_Exercise data:_
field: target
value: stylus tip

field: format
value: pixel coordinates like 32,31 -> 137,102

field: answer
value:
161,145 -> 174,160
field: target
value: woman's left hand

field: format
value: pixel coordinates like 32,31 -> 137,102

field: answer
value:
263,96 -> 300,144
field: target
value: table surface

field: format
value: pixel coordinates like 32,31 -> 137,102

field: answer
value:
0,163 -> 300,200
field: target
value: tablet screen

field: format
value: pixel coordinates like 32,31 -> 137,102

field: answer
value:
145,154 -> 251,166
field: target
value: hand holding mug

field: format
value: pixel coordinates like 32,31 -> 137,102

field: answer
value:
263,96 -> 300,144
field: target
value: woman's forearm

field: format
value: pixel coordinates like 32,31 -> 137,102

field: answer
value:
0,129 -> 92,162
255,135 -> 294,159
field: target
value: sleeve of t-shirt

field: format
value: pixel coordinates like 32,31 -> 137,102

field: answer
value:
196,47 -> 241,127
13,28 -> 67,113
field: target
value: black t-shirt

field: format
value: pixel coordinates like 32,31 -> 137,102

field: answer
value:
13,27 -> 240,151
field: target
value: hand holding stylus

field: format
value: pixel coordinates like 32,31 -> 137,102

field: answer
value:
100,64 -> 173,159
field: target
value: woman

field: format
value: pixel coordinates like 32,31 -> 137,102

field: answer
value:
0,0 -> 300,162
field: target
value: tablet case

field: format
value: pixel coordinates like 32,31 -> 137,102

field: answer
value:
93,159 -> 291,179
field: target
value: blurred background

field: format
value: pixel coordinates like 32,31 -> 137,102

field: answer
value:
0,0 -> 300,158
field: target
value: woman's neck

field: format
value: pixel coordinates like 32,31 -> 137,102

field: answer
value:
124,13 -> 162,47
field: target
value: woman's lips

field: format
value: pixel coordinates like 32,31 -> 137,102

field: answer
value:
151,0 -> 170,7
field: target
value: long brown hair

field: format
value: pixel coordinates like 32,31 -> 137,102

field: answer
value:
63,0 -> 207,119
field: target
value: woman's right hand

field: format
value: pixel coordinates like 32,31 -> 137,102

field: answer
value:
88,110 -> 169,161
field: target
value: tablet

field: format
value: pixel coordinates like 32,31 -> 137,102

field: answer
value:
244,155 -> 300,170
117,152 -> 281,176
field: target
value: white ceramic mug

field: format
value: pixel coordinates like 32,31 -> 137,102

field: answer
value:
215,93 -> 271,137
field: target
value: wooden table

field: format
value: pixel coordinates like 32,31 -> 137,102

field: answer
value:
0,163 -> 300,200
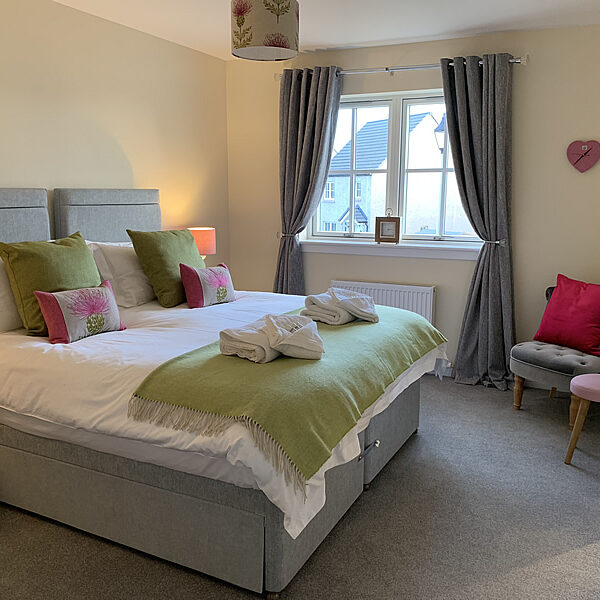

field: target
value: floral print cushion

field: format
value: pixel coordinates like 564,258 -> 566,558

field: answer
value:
35,281 -> 125,344
179,263 -> 235,308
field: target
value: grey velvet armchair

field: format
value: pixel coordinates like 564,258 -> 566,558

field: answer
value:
510,287 -> 600,429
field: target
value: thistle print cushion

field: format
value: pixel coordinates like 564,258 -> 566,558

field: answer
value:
179,263 -> 235,308
35,281 -> 125,344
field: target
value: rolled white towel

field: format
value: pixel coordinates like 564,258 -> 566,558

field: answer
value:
219,317 -> 280,363
300,292 -> 355,325
327,288 -> 379,323
264,315 -> 325,360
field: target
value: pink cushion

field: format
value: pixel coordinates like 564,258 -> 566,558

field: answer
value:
179,263 -> 235,308
571,373 -> 600,402
35,281 -> 125,344
533,275 -> 600,356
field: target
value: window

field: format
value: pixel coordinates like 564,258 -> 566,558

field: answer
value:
312,101 -> 390,238
309,91 -> 478,241
323,181 -> 335,202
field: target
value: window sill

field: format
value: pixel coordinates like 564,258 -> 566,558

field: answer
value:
300,239 -> 483,260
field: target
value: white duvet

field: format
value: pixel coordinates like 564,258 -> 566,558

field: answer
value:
0,292 -> 445,538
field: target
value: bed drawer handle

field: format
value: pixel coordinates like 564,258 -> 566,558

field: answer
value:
358,440 -> 381,462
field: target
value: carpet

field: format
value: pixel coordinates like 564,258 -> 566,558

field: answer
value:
0,377 -> 600,600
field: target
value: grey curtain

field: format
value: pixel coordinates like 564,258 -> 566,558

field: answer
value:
441,54 -> 514,390
273,67 -> 342,294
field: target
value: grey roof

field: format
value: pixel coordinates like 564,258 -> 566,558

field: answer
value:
338,204 -> 369,223
329,112 -> 431,171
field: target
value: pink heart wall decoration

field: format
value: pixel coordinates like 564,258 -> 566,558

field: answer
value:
567,140 -> 600,173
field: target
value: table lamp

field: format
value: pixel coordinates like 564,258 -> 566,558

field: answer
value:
188,227 -> 217,259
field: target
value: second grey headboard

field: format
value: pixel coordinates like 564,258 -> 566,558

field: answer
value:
0,188 -> 50,243
54,188 -> 161,242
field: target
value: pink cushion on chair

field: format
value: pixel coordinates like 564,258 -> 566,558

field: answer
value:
571,373 -> 600,402
533,275 -> 600,356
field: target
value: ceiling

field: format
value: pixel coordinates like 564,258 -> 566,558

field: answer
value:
55,0 -> 600,60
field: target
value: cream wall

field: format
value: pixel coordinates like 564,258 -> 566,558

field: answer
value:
0,0 -> 229,262
227,26 -> 600,357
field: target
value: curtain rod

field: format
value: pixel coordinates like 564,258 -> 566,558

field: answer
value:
340,56 -> 528,75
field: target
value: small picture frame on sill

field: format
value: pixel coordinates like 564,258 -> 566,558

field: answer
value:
375,217 -> 400,244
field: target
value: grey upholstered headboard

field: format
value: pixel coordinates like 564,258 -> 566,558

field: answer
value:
0,188 -> 50,243
54,188 -> 160,242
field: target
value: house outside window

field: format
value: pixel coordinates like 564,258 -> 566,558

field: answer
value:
322,179 -> 335,202
308,91 -> 479,241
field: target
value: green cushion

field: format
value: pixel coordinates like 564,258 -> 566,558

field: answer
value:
0,232 -> 101,335
127,229 -> 206,308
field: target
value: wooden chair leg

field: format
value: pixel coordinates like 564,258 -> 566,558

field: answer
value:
513,375 -> 525,410
565,398 -> 590,465
569,394 -> 581,430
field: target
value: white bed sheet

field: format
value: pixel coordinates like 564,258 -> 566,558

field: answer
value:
0,292 -> 445,538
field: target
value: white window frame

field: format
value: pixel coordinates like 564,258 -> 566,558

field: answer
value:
303,89 -> 481,244
307,96 -> 396,240
323,181 -> 335,202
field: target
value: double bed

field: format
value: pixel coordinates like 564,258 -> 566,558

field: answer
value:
0,190 -> 444,595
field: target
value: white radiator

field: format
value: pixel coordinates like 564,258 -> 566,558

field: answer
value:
331,280 -> 435,324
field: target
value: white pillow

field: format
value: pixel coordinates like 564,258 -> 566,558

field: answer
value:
88,242 -> 156,308
0,259 -> 23,333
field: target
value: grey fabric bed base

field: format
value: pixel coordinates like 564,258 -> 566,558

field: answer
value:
0,381 -> 419,592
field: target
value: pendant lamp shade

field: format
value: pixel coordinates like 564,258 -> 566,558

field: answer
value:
231,0 -> 300,60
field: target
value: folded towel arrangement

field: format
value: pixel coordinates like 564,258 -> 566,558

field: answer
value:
300,288 -> 379,325
219,315 -> 325,363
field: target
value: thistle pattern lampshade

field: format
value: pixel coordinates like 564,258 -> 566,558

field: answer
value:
188,227 -> 217,256
231,0 -> 300,60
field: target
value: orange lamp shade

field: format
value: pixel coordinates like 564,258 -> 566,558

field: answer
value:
188,227 -> 217,256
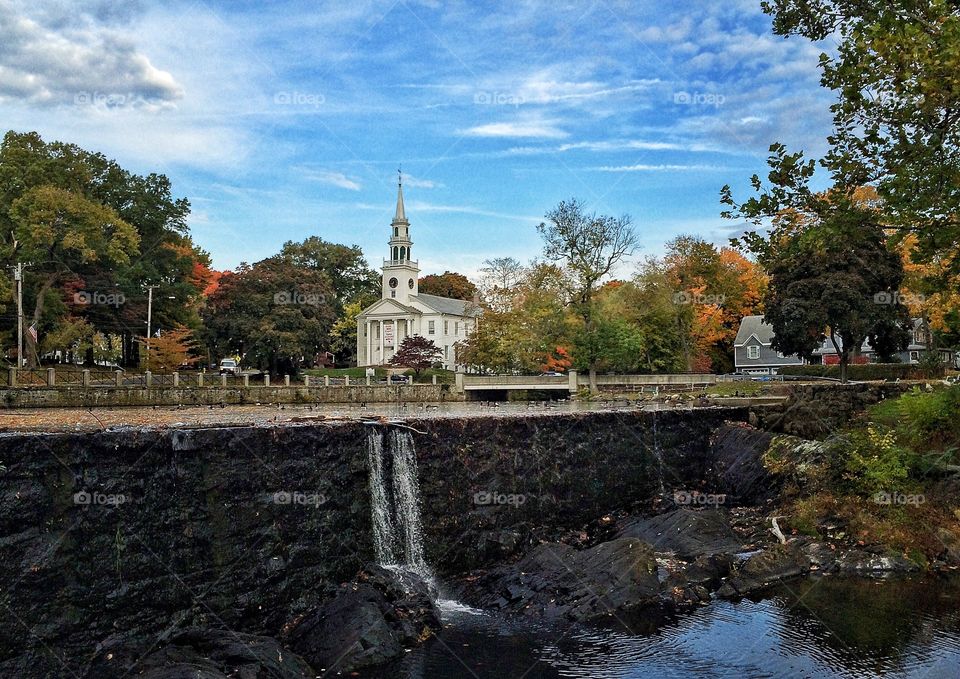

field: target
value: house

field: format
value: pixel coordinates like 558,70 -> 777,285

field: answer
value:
813,318 -> 954,365
733,316 -> 803,375
357,182 -> 479,370
733,316 -> 955,375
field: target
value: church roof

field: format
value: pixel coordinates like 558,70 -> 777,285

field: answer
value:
413,293 -> 477,316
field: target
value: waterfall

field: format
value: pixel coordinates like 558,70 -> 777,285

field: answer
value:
367,428 -> 431,579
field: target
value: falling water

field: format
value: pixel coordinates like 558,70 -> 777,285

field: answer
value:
367,429 -> 396,564
367,428 -> 431,579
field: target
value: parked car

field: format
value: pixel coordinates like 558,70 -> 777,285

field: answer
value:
220,358 -> 240,375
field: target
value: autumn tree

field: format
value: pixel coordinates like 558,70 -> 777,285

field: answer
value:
762,0 -> 960,266
418,271 -> 477,300
10,185 -> 140,366
390,335 -> 443,376
537,198 -> 637,392
140,326 -> 200,373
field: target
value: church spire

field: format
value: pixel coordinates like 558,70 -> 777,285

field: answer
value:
393,170 -> 407,222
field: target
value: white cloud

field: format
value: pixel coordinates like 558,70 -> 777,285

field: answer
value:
403,174 -> 443,189
462,122 -> 569,139
303,170 -> 361,191
590,163 -> 729,172
0,3 -> 184,108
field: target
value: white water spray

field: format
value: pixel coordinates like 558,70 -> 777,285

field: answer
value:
367,429 -> 432,580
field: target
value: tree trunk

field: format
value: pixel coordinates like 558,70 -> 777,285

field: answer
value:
25,273 -> 59,368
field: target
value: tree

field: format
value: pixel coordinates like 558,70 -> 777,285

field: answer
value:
752,195 -> 910,382
0,132 -> 209,365
204,256 -> 336,374
278,236 -> 380,308
480,257 -> 527,311
762,0 -> 960,266
10,185 -> 140,366
537,198 -> 637,392
140,325 -> 200,373
418,271 -> 477,300
390,335 -> 443,376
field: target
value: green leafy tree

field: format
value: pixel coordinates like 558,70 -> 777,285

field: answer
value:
762,0 -> 960,266
390,335 -> 443,376
537,198 -> 637,392
418,271 -> 477,300
9,185 -> 140,365
204,256 -> 337,374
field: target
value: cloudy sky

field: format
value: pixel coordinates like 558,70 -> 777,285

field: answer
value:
0,0 -> 831,274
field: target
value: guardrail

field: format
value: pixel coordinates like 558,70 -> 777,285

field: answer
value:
0,368 -> 444,389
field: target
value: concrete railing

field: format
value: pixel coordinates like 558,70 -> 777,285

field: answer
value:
454,370 -> 717,393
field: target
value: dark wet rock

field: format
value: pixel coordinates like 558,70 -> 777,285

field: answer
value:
937,528 -> 960,566
84,629 -> 316,679
710,424 -> 780,504
286,566 -> 440,672
463,538 -> 660,621
717,544 -> 810,598
837,549 -> 920,573
619,507 -> 744,559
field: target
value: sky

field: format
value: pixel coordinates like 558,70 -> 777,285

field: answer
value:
0,0 -> 832,276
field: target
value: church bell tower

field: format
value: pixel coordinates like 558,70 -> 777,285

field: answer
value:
381,171 -> 420,304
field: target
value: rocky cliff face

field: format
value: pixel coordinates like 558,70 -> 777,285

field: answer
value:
0,409 -> 747,677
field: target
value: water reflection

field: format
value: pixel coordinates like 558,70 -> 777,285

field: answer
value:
360,577 -> 960,679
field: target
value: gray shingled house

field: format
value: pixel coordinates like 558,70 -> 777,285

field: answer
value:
733,316 -> 803,375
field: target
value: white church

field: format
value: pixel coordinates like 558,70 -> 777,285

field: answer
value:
357,182 -> 479,370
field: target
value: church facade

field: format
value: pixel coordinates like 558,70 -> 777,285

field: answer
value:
357,183 -> 478,370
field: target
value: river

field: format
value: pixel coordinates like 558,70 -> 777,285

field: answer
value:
358,576 -> 960,679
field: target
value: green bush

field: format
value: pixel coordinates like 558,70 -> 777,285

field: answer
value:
779,363 -> 944,380
837,425 -> 916,495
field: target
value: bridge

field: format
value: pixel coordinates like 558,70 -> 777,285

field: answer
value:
453,370 -> 717,394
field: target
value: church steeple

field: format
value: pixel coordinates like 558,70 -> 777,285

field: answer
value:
393,170 -> 407,224
383,170 -> 420,303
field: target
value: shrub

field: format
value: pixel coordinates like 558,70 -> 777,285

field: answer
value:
779,363 -> 945,380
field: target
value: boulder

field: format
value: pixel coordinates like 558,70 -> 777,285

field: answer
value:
286,566 -> 440,673
463,538 -> 660,621
717,543 -> 810,598
619,507 -> 744,560
84,628 -> 316,679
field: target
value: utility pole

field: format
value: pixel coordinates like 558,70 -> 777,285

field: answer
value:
13,262 -> 23,368
147,285 -> 160,359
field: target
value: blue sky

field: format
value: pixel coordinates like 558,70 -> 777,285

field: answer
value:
0,0 -> 831,275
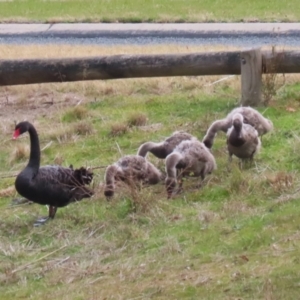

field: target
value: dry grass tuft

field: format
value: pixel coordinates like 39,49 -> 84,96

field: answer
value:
9,144 -> 30,165
109,123 -> 129,137
127,112 -> 148,127
0,186 -> 16,198
74,121 -> 94,135
47,126 -> 75,144
266,171 -> 294,193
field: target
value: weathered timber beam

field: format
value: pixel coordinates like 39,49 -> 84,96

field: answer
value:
0,51 -> 241,86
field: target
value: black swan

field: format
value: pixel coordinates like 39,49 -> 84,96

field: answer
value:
165,139 -> 217,198
137,131 -> 195,159
227,113 -> 261,161
202,106 -> 273,148
104,155 -> 164,200
13,122 -> 94,226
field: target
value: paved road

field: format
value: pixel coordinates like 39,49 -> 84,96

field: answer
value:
0,23 -> 300,37
0,23 -> 300,47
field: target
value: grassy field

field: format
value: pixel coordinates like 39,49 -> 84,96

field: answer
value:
0,43 -> 300,300
0,0 -> 300,22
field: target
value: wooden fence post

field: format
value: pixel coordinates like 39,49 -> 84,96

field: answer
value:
241,49 -> 262,106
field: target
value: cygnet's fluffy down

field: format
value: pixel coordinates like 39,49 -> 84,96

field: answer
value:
165,139 -> 216,198
137,131 -> 195,159
227,113 -> 261,161
104,155 -> 164,200
202,107 -> 273,148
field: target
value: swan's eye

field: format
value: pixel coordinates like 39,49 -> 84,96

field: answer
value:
13,128 -> 21,140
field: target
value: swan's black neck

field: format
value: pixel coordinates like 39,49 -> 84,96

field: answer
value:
27,124 -> 41,173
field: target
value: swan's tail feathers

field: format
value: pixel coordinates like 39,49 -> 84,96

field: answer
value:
74,186 -> 95,201
71,165 -> 94,185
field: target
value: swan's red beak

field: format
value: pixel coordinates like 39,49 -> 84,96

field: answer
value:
13,128 -> 20,140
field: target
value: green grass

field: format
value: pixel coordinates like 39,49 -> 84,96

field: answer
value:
0,0 -> 300,22
0,66 -> 300,299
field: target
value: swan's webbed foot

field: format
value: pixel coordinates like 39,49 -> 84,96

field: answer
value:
33,217 -> 50,227
33,206 -> 57,227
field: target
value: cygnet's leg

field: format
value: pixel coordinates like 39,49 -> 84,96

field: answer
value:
227,152 -> 232,172
34,205 -> 57,227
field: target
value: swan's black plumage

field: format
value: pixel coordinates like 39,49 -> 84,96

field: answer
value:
13,122 -> 93,223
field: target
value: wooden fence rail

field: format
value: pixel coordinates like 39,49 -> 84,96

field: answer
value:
0,49 -> 300,105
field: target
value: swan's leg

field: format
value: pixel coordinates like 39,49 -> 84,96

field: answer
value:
227,152 -> 233,172
34,205 -> 57,226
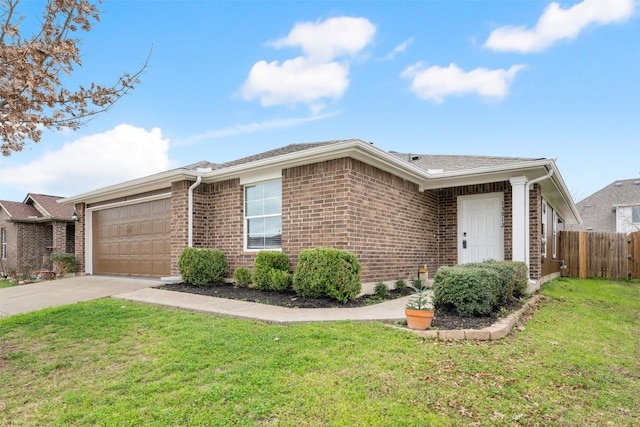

_What to produce:_ Extract every line of the records above that contains the word "neck".

_The completed task:_
value: woman's neck
value: swan's black neck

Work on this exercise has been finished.